- [SET TASK] Gather every line in the records below that contains the word "valley", copying each such line in full.

[Dataset rows]

·····

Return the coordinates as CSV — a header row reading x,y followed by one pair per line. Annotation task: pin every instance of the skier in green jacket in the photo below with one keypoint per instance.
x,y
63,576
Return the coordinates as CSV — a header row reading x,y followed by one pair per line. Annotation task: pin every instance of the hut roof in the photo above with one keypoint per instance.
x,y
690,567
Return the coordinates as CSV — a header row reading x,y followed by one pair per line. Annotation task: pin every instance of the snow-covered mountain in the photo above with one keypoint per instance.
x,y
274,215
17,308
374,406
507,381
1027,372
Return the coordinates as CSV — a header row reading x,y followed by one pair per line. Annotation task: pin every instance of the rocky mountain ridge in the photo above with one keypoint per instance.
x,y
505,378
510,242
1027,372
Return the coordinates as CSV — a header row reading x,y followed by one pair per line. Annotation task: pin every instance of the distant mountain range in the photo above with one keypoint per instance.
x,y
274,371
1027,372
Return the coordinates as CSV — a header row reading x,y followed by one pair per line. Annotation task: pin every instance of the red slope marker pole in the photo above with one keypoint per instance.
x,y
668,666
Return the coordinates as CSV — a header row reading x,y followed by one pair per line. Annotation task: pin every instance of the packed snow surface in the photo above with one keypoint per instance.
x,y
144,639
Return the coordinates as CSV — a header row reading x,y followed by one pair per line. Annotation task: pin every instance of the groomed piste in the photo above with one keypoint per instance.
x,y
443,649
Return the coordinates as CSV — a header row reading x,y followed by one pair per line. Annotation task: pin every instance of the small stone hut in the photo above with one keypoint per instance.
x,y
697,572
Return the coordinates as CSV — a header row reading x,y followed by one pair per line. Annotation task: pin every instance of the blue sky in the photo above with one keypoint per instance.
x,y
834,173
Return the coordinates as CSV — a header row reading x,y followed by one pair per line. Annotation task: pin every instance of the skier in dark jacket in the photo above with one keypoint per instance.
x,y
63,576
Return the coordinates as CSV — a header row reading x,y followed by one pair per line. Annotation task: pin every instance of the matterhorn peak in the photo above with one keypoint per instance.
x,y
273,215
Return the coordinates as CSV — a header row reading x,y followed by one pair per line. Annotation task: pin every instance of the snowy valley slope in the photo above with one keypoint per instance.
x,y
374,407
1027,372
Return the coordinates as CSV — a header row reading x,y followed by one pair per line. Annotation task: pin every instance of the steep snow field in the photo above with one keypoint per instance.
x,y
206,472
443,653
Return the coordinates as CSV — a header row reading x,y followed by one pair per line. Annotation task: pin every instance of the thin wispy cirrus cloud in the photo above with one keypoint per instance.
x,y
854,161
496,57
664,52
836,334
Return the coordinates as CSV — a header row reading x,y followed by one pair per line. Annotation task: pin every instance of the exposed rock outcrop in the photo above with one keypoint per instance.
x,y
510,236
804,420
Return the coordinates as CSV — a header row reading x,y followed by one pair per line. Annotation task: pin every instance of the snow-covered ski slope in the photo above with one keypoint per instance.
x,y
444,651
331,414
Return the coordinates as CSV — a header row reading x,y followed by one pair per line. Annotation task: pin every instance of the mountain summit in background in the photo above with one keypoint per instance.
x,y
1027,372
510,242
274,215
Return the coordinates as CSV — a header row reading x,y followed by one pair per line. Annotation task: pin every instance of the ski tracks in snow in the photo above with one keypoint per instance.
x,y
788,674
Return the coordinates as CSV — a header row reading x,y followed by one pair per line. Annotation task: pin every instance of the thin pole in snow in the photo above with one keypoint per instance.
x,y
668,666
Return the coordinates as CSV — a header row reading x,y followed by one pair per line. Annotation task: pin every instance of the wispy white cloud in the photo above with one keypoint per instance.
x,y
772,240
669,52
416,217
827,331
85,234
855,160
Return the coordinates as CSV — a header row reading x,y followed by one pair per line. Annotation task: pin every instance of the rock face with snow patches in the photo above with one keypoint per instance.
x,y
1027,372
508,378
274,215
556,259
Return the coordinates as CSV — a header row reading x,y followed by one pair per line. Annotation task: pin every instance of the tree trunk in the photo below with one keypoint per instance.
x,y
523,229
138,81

·····

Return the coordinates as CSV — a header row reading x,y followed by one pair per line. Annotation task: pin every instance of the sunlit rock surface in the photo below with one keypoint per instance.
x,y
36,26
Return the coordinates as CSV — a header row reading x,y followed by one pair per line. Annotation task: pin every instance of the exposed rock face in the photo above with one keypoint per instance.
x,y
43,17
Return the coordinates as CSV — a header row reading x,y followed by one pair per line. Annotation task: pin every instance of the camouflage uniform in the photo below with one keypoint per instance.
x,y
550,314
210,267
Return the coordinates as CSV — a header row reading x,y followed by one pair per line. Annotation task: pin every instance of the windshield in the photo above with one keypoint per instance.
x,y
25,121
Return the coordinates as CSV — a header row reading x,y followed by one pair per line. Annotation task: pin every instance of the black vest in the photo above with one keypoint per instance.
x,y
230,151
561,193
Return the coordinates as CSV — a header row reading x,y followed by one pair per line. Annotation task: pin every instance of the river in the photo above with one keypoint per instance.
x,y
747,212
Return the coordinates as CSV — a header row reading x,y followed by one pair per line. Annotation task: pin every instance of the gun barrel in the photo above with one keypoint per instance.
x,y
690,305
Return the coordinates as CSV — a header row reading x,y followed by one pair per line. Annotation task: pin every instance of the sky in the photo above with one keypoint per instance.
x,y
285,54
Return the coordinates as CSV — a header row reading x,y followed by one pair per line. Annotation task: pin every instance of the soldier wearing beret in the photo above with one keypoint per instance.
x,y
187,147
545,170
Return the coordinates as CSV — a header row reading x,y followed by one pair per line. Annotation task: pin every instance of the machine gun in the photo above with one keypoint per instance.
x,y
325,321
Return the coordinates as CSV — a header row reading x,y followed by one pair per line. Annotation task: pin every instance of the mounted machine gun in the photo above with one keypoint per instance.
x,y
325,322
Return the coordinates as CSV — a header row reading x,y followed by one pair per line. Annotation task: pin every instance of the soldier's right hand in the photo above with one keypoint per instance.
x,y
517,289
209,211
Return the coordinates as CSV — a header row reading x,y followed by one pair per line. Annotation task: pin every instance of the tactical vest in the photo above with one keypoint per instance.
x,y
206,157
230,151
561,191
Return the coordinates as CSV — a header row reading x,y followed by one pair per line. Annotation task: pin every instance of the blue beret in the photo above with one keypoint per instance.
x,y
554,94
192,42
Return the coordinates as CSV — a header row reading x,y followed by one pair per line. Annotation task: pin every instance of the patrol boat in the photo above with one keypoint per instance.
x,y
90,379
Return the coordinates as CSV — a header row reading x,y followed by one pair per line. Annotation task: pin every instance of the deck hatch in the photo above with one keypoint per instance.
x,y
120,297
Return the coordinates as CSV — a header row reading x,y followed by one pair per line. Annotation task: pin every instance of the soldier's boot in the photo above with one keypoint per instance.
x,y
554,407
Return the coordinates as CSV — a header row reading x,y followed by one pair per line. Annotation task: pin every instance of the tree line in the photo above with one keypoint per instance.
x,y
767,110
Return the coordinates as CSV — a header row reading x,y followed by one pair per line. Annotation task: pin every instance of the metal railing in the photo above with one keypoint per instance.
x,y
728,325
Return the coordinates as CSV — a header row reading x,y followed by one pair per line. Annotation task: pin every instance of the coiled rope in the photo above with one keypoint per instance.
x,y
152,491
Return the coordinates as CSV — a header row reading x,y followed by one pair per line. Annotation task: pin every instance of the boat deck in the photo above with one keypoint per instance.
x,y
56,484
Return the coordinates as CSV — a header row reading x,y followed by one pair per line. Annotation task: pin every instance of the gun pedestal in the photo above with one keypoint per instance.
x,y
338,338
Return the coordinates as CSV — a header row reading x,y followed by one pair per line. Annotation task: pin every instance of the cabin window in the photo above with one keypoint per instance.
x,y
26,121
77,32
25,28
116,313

·····

- [COMPLETE RESPONSE]
Return the coordinates as CSV — a header row reading x,y followed by one pair per line. Annotation task: pin every instance of the snowy valley slope in the photo above with one keypoint per instance.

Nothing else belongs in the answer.